## WHAT YOU ARE ASKED TO DO
Collect every line in the data below that contains the string "cloud", and copy each such line verbatim.

## RECORDS
++++++++++++++++++++

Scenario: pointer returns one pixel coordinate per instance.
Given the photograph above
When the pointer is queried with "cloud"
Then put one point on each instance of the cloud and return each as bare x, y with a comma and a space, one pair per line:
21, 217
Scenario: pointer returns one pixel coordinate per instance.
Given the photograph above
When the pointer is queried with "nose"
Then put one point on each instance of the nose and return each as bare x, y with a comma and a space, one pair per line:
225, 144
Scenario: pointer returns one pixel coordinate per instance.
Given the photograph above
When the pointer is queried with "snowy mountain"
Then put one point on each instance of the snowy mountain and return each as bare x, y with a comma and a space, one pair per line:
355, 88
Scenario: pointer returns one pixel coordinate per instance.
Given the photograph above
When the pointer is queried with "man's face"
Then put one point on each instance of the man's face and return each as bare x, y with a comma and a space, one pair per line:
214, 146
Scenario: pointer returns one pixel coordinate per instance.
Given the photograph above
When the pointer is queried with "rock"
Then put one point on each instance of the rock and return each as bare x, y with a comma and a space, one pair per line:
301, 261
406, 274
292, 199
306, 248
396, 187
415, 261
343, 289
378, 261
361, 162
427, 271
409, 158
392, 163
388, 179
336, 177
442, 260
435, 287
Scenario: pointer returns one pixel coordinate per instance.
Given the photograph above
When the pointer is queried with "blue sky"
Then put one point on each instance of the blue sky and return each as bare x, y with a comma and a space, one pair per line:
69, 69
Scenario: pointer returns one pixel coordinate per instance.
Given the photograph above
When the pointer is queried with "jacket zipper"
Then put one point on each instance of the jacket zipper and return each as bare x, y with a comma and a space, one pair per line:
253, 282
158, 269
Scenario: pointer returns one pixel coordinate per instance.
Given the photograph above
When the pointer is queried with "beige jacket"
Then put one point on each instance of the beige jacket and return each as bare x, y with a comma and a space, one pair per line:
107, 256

++++++++++++++++++++

## SOLVED EXERCISE
When the pointer is queried with "cloud"
Then put one point on each instance of the cloud and return each as bare x, y with a comma and a space, one pair per line:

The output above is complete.